Location identification items:
★ ★ ★
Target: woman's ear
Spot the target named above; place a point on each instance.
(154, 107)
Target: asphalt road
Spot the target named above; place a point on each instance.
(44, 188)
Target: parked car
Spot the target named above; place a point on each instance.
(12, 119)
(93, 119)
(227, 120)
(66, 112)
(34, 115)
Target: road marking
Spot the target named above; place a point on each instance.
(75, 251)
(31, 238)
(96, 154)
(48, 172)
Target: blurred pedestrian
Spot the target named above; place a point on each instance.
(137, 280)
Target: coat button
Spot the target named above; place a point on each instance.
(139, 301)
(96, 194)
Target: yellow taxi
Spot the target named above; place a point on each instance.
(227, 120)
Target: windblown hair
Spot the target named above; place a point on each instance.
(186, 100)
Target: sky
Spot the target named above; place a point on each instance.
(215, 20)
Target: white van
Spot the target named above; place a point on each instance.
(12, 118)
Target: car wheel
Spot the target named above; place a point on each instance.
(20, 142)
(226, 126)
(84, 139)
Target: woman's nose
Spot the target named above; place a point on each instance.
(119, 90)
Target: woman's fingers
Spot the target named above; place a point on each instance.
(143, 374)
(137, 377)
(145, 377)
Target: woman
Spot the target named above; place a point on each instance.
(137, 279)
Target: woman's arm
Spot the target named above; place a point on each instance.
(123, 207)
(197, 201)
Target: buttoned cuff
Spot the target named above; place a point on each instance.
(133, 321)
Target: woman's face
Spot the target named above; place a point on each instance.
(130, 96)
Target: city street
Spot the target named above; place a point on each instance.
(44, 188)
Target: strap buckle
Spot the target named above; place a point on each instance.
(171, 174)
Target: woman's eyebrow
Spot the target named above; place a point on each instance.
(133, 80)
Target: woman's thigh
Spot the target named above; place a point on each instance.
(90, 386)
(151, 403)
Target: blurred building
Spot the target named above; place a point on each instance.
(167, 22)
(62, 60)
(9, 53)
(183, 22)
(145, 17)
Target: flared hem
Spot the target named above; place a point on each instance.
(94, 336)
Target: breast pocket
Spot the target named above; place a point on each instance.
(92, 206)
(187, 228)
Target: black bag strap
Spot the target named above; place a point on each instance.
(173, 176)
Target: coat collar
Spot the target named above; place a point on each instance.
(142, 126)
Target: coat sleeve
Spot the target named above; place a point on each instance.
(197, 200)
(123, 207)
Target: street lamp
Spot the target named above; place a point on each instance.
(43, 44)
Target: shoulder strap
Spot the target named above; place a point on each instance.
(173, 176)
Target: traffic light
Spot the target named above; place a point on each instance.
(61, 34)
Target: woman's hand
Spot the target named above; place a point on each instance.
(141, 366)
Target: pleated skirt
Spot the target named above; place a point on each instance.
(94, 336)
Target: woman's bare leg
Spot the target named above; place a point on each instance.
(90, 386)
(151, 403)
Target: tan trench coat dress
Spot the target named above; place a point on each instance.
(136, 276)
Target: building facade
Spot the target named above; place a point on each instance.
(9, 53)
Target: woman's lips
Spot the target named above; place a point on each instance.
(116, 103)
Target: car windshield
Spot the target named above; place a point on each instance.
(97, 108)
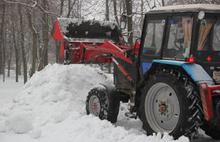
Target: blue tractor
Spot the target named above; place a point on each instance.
(170, 77)
(173, 83)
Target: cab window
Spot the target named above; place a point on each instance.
(209, 35)
(179, 38)
(154, 37)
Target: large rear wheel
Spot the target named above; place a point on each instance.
(169, 104)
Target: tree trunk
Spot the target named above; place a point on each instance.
(22, 44)
(57, 51)
(45, 31)
(129, 14)
(70, 7)
(115, 11)
(107, 10)
(61, 7)
(2, 36)
(16, 52)
(34, 43)
(9, 60)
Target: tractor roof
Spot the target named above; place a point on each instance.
(187, 8)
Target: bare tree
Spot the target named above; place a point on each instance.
(34, 41)
(130, 22)
(22, 42)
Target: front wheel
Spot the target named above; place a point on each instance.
(168, 105)
(103, 103)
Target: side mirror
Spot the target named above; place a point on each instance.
(123, 21)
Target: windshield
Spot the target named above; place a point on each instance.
(209, 35)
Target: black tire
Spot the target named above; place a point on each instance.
(109, 104)
(189, 116)
(212, 130)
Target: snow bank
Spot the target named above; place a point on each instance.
(52, 108)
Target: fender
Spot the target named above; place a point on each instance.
(195, 71)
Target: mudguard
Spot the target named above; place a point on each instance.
(195, 71)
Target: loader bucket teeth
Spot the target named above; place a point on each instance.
(89, 29)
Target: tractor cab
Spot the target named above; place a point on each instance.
(183, 33)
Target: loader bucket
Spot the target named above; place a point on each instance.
(76, 30)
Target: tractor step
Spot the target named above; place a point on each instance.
(131, 115)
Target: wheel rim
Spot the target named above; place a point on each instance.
(162, 108)
(94, 105)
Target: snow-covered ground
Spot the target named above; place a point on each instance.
(51, 108)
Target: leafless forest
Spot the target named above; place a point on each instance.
(26, 45)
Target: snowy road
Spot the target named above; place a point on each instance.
(52, 109)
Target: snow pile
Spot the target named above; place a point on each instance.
(52, 108)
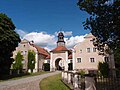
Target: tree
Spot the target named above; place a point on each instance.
(9, 40)
(104, 21)
(104, 24)
(31, 60)
(18, 62)
(46, 67)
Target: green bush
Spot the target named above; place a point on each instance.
(46, 67)
(104, 69)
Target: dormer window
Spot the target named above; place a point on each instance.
(94, 49)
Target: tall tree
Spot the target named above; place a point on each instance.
(104, 20)
(9, 40)
(18, 62)
(104, 24)
(31, 60)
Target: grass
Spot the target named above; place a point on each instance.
(22, 75)
(53, 83)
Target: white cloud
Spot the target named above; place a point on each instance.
(68, 33)
(70, 42)
(42, 39)
(48, 41)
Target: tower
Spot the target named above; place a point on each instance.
(60, 41)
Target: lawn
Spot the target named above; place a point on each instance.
(53, 83)
(22, 75)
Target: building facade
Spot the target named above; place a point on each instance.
(84, 55)
(59, 56)
(40, 54)
(87, 57)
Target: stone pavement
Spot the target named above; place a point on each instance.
(29, 83)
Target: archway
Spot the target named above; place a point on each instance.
(59, 64)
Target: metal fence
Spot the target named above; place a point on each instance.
(90, 82)
(110, 83)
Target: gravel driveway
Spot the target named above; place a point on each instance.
(29, 83)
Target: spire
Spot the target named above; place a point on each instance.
(60, 41)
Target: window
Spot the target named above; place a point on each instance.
(92, 60)
(106, 59)
(88, 50)
(80, 51)
(94, 49)
(79, 60)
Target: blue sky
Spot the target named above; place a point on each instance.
(45, 16)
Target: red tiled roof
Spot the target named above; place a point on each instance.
(70, 56)
(59, 48)
(41, 50)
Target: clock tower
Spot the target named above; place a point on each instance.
(60, 41)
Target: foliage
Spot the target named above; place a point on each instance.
(103, 68)
(82, 72)
(104, 20)
(46, 66)
(9, 40)
(31, 60)
(18, 61)
(53, 83)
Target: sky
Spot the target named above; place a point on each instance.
(41, 20)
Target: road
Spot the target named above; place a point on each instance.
(29, 83)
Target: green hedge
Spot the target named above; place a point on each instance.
(46, 67)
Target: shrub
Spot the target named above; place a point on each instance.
(46, 67)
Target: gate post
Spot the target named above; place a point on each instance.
(89, 82)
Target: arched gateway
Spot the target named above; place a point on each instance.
(60, 55)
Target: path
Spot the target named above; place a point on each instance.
(29, 83)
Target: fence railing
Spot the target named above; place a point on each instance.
(89, 81)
★ ★ ★
> **BRIEF**:
Return all the entries word for word, but omit any pictures they contain.

> **CORRECT RESPONSE**:
Target: woman's ear
Spot the target named above; place a point on each instance.
(154, 107)
Target: asphalt road
Spot the target named above; place a point on each instance.
(44, 188)
Target: parked car
Spot the target named above; place a point on each instance.
(12, 119)
(93, 119)
(227, 120)
(66, 112)
(34, 115)
Target: road marking
Spot the target named above; place a point on each instance.
(75, 251)
(31, 238)
(96, 154)
(48, 172)
Target: blurred pedestrian
Spot the target named above; place a point on each instance.
(137, 280)
Target: coat button
Spot the target named above; place a point on each instance.
(139, 301)
(96, 194)
Target: yellow taxi
Spot the target named above; place a point on each instance.
(227, 120)
Target: windblown hair
Spot the target named above; place a point on each instance.
(186, 100)
Target: sky
Spot the target named above; place a point on each instance.
(215, 20)
Target: white van
Spot the target named above; place a point on each instance.
(12, 118)
Target: car wheel
Spot the target named above; place a point on each instance.
(20, 142)
(226, 126)
(84, 139)
Target: woman's nose
Spot the target named above; place a point on each instance.
(119, 90)
Target: woman's fingers
Spot the target named above; place a point on each instance.
(143, 374)
(137, 377)
(145, 377)
Target: woman
Spot the target named above; place a point on each instance.
(137, 279)
Target: woman's arm
Spot the target named above; place a point on each instance.
(123, 207)
(197, 201)
Target: buttoned cuff
Spot the target named above; place a point on each instance.
(133, 321)
Target: woman's face
Spot the target named above; place a point on each instance.
(130, 96)
Target: city street
Spot the target named above; place a point on each instance.
(44, 188)
Target: strap buckle
Spot the target named above; place a point on each instance.
(171, 174)
Target: woman's eyebrow
Spot the target named above; place a point on each instance.
(133, 80)
Target: woman's thigh
Spot the target named above; place a point on each instance.
(90, 386)
(151, 403)
Target: blurred building
Spot the target named above; place a point on each instance.
(167, 22)
(62, 60)
(9, 53)
(183, 22)
(145, 17)
Target: flared hem
Spot the target named above; place a point on each instance.
(94, 336)
Target: breast pocket
Spot the target named above; place a point on each instance.
(92, 206)
(187, 228)
Target: black bag strap
Spot the target named above; place a point on each instance.
(173, 176)
Target: coat collar
Spot the target named above; place a point on each instance.
(142, 126)
Target: coat sleeve
Spot the target named above; place a point on each instance.
(197, 200)
(123, 207)
Target: street lamp
Spot the target named above; place a point on each instance.
(43, 44)
Target: shoulder strap
Spot the target named above; place a point on each instance.
(173, 176)
Target: traffic light
Spot the target named above; place a point on each instance.
(61, 34)
Target: woman's hand
Spot the target named above; place a point on each instance.
(141, 366)
Target: pleated skirt
Spot the target named above; place a point on each instance.
(94, 336)
Target: woman's bare leg
Spot the target named above; place a point on each instance.
(90, 386)
(151, 403)
Target: tan trench coat dress
Spot the target named above; place a point on each instance.
(136, 276)
Target: building facade
Spot the target named above; place a point on each instance.
(9, 53)
Target: woman's lips
Spot the target named above; place a point on each instance.
(116, 103)
Target: car windshield
Spot the target named above; place a point on each instance.
(97, 108)
Target: blue tractor
Spot the target named above; place a point on each instance.
(170, 77)
(173, 83)
Target: cab window
Spot the target named above; place a point on each instance.
(209, 35)
(179, 38)
(154, 37)
Target: large rear wheel
Spot the target named above; place a point on each instance.
(169, 104)
Target: tree trunk
Spot the target named above; place a point on each instance.
(22, 44)
(57, 51)
(45, 31)
(129, 14)
(70, 7)
(115, 11)
(107, 10)
(61, 7)
(2, 36)
(16, 52)
(34, 43)
(9, 60)
Target: tractor roof
Spot the target named above; place a point on each instance.
(187, 8)
Target: bare tree
Spot the target named above; place a point on each instance.
(34, 41)
(130, 22)
(22, 42)
Target: front wheel
Spot the target named above; place a point on each instance.
(168, 105)
(103, 103)
Target: side mirror
Spot the target named above; place a point on each instance.
(123, 21)
Target: windshield
Spot the target named above; place a point on each instance.
(209, 35)
Target: black tire
Spot the target named above; place a point on each instance.
(109, 104)
(189, 116)
(212, 130)
Target: snow bank
Spot the target named above; place a point on each instance.
(52, 108)
Target: fender
Spot the target named above; place a point on each instance.
(195, 71)
Target: mudguard
Spot the target named above; place a point on each instance.
(195, 71)
Target: loader bucket teeth
Spot the target named above; place a point on each instance.
(89, 29)
Target: tractor cab
Spot the target named above; place a point on each instance.
(183, 33)
Target: loader bucket
Spot the target named above; place a point on each instance.
(76, 30)
Target: tractor step
Spot the target named above; place a point on each instance.
(131, 115)
Target: wheel rim
Spot the target named above; place a point on each instance.
(162, 108)
(94, 105)
Target: snow-covered ground
Spot the target named above; place a point on each instance.
(51, 108)
Target: leafless forest
Spot the target named above; place a point on each instance.
(26, 45)
Target: snowy road
Spot the target named above; place a point on each instance.
(52, 109)
Target: snow pile
Spot the target named above; place a point on each instance.
(52, 108)
Target: tree
Spot the target named above; place a point on each instance.
(9, 40)
(104, 21)
(104, 24)
(31, 60)
(18, 62)
(46, 67)
Target: green bush
Spot the target named above; place a point on each instance.
(46, 67)
(104, 69)
Target: dormer window
Spot the target named above; place a point on each instance.
(94, 49)
Target: tall tree
Spot the target named above; place a point on each instance.
(104, 20)
(9, 40)
(18, 62)
(104, 24)
(31, 60)
Target: grass
Spot the target named above; place a point on each instance.
(22, 75)
(53, 83)
Target: white cloud
Spot the target named above; place a point on each instance.
(68, 33)
(70, 42)
(42, 39)
(48, 41)
Target: tower
Spot the target named above; place a point on each instance.
(60, 41)
Target: lawn
Spot the target named above; place a point on each instance.
(53, 83)
(22, 75)
Target: building facade
Spot the target named above; place a point on each instance.
(84, 55)
(59, 56)
(40, 54)
(87, 57)
Target: stone pavement
Spot the target named above; place a point on each instance.
(29, 83)
Target: archway
Spot the target named above; place a point on each instance.
(59, 64)
Target: metal fence
Spot the target named above; place a point on each instance.
(90, 82)
(110, 83)
Target: gravel driveway
Spot the target named above; place a point on each instance.
(29, 83)
Target: spire
Spot the target named above; place a point on each instance.
(60, 41)
Target: window
Spot the target named above; place a point on each instance.
(92, 60)
(106, 59)
(88, 50)
(80, 51)
(94, 49)
(79, 60)
Target: blue sky
Spot the target named above; place a point on each instance.
(45, 16)
Target: red tiled roof
Spot the target named above; place a point on each instance.
(70, 56)
(59, 48)
(41, 50)
Target: clock tower
Spot the target named above; place a point on each instance.
(60, 41)
Target: foliage
Spot the target named above; place a point on each instance.
(103, 68)
(82, 72)
(104, 20)
(46, 66)
(9, 40)
(31, 60)
(18, 61)
(53, 83)
Target: sky
Spot the target named above; place a point on each instance.
(41, 20)
Target: road
Spot the target named above; place a point on each instance.
(29, 83)
Target: green hedge
Spot the target named above; place a point on each instance.
(46, 67)
Target: shrub
Spot the target named above; place a point on each instance.
(46, 67)
Target: gate post
Spot the target named above; place a point on each instance.
(89, 82)
Target: arched gateway
Spot the target named above; place a point on each instance.
(60, 55)
Target: path
Spot the target named above; place a point on each instance.
(29, 83)
Target: fence railing
Spot the target named above; place a point on each instance.
(89, 81)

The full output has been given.